Le ris de veau est d’une texture parfaite. L’accord avec le Vega Sicilia Unico 1964 est d’abord jugé osé par mes amis, mais il convainc toute la table. Ce vin était de loin le moins civil au moment de l’ouverture. Il me paraissait fatigué, et voici qu’il ressuscite au point d’entraîner l’enthousiasme de toute la table, comme le montrera le vote. Le vin est légèrement torréfié, comme beaucoup de Vega Sicilia Unico, avec des notes de café que suggère sa couleur très sombre, presque noire. Ce vin lourd et épais se domestique sur le ris. C’est un bonheur, vin riche et long en bouche, fou de charme.

Le perdreau est goûteux et remarquablement traité. Le Beaulieu Vineyard Georges de Latour Napa 1978 est d’un raffinement extrême. Jamais on ne dirait que ce vin subtil et élégant, qui glisse en bouche en une trace séduisante est américain. Non pas que les Amériques ne soient pas capables de faire du bon vin, mais nos cocoricos leur ont collé une telle image qu’un raffinement de ce niveau surprend. Je suis conquis par ce vin. J’attendais de la Côte Rôtie La Landonne Guigal 1996 qu’elle domine la confrontation mais, est-ce l’attrait de la curiosité, je ne sais, car je suis emballé par le Beaulieu. La Landonne est un solide grand vin du Rhône fidèle à son expression habituelle, mais ce soir l’heure est cosmopolite.

**CONSIGNES À SUIVRE**
1 – Reprenez le passage de l'extrait allant de « Le perdreau est » jusqu'à « l’heure est cosmopolite. », en substituant « faisan » à « perdreau ».
2 – Relevez tous les vins désignés par leur nom et leur millésime dans l'extrait.
La liste ci-dessous n'entre aucunement en jeu ici.

**LISTE**
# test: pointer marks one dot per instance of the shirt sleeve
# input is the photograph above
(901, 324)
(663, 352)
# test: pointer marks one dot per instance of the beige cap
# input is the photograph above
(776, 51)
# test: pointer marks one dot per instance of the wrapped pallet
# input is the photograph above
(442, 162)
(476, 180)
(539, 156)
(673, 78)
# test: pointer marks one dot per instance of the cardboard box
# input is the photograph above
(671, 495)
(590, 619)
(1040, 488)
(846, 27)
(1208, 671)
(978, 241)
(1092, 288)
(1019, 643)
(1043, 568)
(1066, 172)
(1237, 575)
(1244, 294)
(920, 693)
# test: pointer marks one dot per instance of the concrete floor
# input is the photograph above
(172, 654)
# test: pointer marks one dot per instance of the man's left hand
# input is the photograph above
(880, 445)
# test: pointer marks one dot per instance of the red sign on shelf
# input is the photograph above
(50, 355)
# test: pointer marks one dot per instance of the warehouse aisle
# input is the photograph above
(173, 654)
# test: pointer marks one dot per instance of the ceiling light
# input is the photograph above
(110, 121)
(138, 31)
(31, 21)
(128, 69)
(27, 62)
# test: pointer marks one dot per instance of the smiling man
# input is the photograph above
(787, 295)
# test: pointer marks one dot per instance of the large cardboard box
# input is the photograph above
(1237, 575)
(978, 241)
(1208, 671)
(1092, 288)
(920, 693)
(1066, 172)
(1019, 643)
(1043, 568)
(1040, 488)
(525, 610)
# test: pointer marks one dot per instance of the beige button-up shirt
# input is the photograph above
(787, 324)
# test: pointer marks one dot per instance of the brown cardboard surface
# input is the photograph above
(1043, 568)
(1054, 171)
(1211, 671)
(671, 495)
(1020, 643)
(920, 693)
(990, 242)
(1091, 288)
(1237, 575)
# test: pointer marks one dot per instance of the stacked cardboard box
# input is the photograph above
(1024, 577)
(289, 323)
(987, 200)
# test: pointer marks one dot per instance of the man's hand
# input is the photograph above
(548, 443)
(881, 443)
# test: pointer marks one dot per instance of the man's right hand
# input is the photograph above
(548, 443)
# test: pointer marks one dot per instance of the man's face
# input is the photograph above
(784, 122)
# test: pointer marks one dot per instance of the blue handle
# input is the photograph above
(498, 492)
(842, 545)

**RÉPONSES PAR CONSIGNE**
1 –
Le faisan est goûteux et remarquablement traité. Le Beaulieu Vineyard Georges de Latour Napa 1978 est d’un raffinement extrême. Jamais on ne dirait que ce vin subtil et élégant, qui glisse en bouche en une trace séduisante est américain. Non pas que les Amériques ne soient pas capables de faire du bon vin, mais nos cocoricos leur ont collé une telle image qu’un raffinement de ce niveau surprend. Je suis conquis par ce vin. J’attendais de la Côte Rôtie La Landonne Guigal 1996 qu’elle domine la confrontation mais, est-ce l’attrait de la curiosité, je ne sais, car je suis emballé par le Beaulieu. La Landonne est un solide grand vin du Rhône fidèle à son expression habituelle, mais ce soir l’heure est cosmopolite.

2 –
- Vega Sicilia Unico 1964
- Beaulieu Vineyard Georges de Latour Napa 1978
- Côte Rôtie La Landonne Guigal 1996